▶ [Material to process]:

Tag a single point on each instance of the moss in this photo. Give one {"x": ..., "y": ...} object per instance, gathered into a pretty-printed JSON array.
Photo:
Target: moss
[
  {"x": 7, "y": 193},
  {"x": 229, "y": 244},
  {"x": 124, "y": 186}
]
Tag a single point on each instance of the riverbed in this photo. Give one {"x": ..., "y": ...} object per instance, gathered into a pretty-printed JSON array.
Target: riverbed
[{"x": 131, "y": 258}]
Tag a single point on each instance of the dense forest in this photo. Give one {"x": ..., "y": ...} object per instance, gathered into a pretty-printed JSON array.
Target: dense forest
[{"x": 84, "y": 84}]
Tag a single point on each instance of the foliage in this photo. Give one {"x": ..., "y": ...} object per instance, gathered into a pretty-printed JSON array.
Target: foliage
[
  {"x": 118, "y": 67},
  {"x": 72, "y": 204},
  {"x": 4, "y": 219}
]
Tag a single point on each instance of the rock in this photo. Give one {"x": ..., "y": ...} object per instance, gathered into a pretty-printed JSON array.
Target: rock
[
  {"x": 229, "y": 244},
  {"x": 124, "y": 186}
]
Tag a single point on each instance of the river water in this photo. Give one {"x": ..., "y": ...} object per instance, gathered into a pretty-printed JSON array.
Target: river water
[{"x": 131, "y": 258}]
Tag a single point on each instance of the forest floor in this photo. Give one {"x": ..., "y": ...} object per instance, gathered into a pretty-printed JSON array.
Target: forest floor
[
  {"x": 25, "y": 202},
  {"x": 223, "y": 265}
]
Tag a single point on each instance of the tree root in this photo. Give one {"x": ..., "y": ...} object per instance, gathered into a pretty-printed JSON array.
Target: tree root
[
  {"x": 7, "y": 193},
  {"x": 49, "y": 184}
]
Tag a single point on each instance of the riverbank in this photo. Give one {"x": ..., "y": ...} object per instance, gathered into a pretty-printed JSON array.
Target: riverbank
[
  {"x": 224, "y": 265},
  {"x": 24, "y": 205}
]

▶ [Written task]: Duplicate the stretch of the records from the line containing "Tag a single point on each instance of the tree" through their final line, reproducing every character unchanged.

▶ [Result for this exercise]:
Tag a single point on each instance of the tree root in this photo. Give one {"x": ..., "y": ...} object per instance, gathered into a pretty-printed JSON array.
Target: tree root
[
  {"x": 7, "y": 193},
  {"x": 49, "y": 184}
]
Tag a single point on each instance of the riverbank in this photo. Give one {"x": ..., "y": ...} object per instance, gathered into a pretty-printed JSON array.
Target: riverbank
[
  {"x": 224, "y": 265},
  {"x": 24, "y": 205}
]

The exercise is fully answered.